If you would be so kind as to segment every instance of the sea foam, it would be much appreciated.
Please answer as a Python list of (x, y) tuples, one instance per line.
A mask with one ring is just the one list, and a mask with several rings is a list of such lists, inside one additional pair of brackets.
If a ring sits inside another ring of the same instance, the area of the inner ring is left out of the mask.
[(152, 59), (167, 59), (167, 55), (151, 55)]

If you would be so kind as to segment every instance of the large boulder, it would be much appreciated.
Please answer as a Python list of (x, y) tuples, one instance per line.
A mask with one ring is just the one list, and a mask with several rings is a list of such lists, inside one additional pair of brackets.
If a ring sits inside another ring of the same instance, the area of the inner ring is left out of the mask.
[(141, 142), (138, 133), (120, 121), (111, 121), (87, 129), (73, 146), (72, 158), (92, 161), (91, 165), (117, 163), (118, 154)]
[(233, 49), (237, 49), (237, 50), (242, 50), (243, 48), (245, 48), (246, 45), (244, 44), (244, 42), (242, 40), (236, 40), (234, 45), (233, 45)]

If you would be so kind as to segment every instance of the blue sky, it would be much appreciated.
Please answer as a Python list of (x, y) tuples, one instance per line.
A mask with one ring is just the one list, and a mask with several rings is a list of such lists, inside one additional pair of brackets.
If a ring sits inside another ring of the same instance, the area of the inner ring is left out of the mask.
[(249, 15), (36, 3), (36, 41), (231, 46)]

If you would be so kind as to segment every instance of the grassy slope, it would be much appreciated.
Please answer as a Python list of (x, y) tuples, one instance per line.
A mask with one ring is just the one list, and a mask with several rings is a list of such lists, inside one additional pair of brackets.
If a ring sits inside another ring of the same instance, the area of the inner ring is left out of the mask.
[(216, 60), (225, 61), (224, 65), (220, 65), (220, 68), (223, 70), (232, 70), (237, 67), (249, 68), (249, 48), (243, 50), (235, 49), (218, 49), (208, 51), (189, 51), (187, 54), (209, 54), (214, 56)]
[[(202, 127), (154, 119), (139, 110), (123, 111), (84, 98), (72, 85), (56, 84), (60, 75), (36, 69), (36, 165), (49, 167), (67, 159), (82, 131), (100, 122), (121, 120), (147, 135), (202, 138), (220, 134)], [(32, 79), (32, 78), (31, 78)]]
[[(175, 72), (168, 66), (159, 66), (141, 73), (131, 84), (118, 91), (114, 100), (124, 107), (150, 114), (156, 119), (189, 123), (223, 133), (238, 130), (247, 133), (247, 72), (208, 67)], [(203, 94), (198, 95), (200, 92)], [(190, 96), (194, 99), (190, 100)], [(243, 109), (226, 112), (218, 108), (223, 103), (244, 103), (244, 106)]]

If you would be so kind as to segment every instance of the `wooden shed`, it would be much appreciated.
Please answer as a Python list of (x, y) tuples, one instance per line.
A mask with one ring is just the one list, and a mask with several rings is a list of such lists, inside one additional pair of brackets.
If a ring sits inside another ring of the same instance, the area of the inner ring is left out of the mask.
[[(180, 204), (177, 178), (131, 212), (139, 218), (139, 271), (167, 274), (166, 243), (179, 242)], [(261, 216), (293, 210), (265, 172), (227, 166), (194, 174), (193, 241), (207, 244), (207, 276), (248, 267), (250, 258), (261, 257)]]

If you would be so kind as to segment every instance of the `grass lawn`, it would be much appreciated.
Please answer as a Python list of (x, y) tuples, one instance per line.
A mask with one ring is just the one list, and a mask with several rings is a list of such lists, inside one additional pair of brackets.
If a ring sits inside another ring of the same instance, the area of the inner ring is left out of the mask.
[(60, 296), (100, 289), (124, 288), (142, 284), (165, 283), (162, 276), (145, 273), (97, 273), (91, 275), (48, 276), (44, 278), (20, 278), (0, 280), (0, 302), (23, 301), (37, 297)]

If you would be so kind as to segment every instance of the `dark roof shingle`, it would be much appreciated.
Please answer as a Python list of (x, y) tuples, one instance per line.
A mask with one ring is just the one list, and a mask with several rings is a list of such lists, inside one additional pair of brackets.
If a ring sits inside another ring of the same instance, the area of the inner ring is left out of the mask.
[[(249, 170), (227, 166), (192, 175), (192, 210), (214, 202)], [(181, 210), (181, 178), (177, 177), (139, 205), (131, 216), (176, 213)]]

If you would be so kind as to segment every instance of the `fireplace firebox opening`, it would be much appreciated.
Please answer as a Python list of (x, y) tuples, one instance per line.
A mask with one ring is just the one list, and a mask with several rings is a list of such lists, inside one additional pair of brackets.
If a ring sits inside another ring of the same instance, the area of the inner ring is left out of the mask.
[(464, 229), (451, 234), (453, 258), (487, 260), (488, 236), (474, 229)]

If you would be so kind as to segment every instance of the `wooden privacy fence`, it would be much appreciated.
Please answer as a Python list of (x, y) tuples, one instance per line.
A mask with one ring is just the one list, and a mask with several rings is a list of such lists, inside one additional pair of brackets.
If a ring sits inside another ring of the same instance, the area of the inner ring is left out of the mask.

+-------+

- _EXERCISE DIRECTIONS_
Lay out the data above as a JSON list of strings, one string per line, leaving out the blank lines.

- _WRITTEN RESPONSE_
[
  "If you would be so kind as to segment every instance of the sea foam, it would be much appreciated.",
  "Please answer as a Python list of (x, y) tuples, one instance per line.",
  "A mask with one ring is just the one list, and a mask with several rings is a list of such lists, inside one additional pair of brackets.",
  "If a ring sits inside another ring of the same instance, the area of the inner ring is left out of the mask.",
  "[(152, 59), (167, 59), (167, 55), (151, 55)]",
  "If you would be so kind as to segment every instance of the large boulder, it would be much appreciated.",
  "Please answer as a Python list of (x, y) tuples, one instance per line.",
  "A mask with one ring is just the one list, and a mask with several rings is a list of such lists, inside one additional pair of brackets.",
  "If a ring sits inside another ring of the same instance, the area of the inner ring is left out of the mask.",
  "[(141, 142), (138, 133), (120, 121), (111, 121), (87, 129), (73, 146), (72, 158), (92, 161), (91, 165), (117, 163), (118, 154)]",
  "[(233, 49), (237, 49), (237, 50), (242, 50), (243, 48), (245, 48), (246, 45), (244, 44), (244, 42), (242, 40), (236, 40), (234, 45), (233, 45)]",
  "If you would be so kind as to segment every instance of the blue sky, it would be much appreciated.",
  "Please answer as a Python list of (x, y) tuples, one instance per line.",
  "A mask with one ring is just the one list, and a mask with several rings is a list of such lists, inside one additional pair of brackets.",
  "If a ring sits inside another ring of the same instance, the area of the inner ring is left out of the mask.",
  "[(249, 15), (36, 3), (36, 41), (231, 46)]",
  "If you would be so kind as to segment every instance of the grassy slope, it would be much appreciated.",
  "Please answer as a Python list of (x, y) tuples, one instance per line.",
  "A mask with one ring is just the one list, and a mask with several rings is a list of such lists, inside one additional pair of brackets.",
  "If a ring sits inside another ring of the same instance, the area of the inner ring is left out of the mask.",
  "[(216, 60), (225, 61), (224, 65), (220, 65), (220, 68), (223, 70), (232, 70), (237, 67), (249, 68), (249, 48), (243, 50), (235, 49), (218, 49), (208, 51), (189, 51), (187, 54), (209, 54), (214, 56)]",
  "[[(202, 127), (154, 119), (139, 110), (123, 111), (84, 98), (72, 85), (56, 84), (60, 75), (36, 69), (36, 165), (49, 167), (67, 159), (82, 131), (100, 122), (121, 120), (147, 135), (202, 138), (220, 134)], [(32, 79), (32, 78), (31, 78)]]",
  "[[(175, 72), (168, 66), (159, 66), (141, 73), (131, 84), (118, 91), (114, 100), (124, 107), (150, 114), (156, 119), (189, 123), (223, 133), (238, 130), (247, 133), (247, 72), (208, 67)], [(203, 94), (198, 95), (200, 92)], [(190, 96), (194, 99), (190, 100)], [(243, 109), (226, 112), (218, 108), (223, 103), (244, 103), (244, 106)]]",
  "If you would be so kind as to segment every instance of the `wooden shed`, it would be much appreciated.",
  "Please answer as a Python list of (x, y) tuples, one instance per line.",
  "A mask with one ring is just the one list, and a mask with several rings is a list of such lists, inside one additional pair of brackets.",
  "If a ring sits inside another ring of the same instance, the area of the inner ring is left out of the mask.",
  "[[(180, 204), (177, 178), (131, 212), (139, 218), (139, 271), (167, 274), (166, 243), (179, 242)], [(261, 216), (293, 210), (265, 172), (227, 166), (194, 174), (193, 241), (207, 244), (207, 276), (248, 267), (250, 258), (261, 257)]]",
  "If you would be so kind as to segment every instance of the `grass lawn`, it would be much appreciated.",
  "Please answer as a Python list of (x, y) tuples, one instance per line.",
  "A mask with one ring is just the one list, and a mask with several rings is a list of such lists, inside one additional pair of brackets.",
  "If a ring sits inside another ring of the same instance, the area of the inner ring is left out of the mask.",
  "[(60, 296), (100, 289), (124, 288), (142, 284), (165, 283), (162, 276), (145, 273), (97, 273), (91, 275), (48, 276), (44, 278), (20, 278), (0, 280), (0, 302), (23, 301), (37, 297)]",
  "If you would be so kind as to segment every instance of the `dark roof shingle`, it would be much appreciated.",
  "Please answer as a Python list of (x, y) tuples, one instance per line.",
  "A mask with one ring is just the one list, and a mask with several rings is a list of such lists, inside one additional pair of brackets.",
  "If a ring sits inside another ring of the same instance, the area of the inner ring is left out of the mask.",
  "[[(249, 170), (227, 166), (192, 175), (192, 210), (214, 202)], [(181, 210), (181, 178), (177, 177), (139, 205), (131, 216), (176, 213)]]",
  "If you would be so kind as to segment every instance of the `fireplace firebox opening`, it would be much appreciated.",
  "Please answer as a Python list of (x, y) tuples, one instance per line.",
  "A mask with one ring is just the one list, and a mask with several rings is a list of such lists, inside one additional pair of brackets.",
  "If a ring sits inside another ring of the same instance, the area of the inner ring is left out of the mask.",
  "[(464, 229), (451, 234), (453, 258), (487, 260), (488, 236), (474, 229)]",
  "If you would be so kind as to segment every instance of the `wooden privacy fence`, it would be much appreciated.",
  "Please answer as a Python list of (x, y) tuples, one instance per line.",
  "A mask with one ring is just the one list, and a mask with several rings is a list of such lists, inside one additional pair of brackets.",
  "If a ring sits inside another ring of the same instance, the area of the inner ring is left out of the mask."
]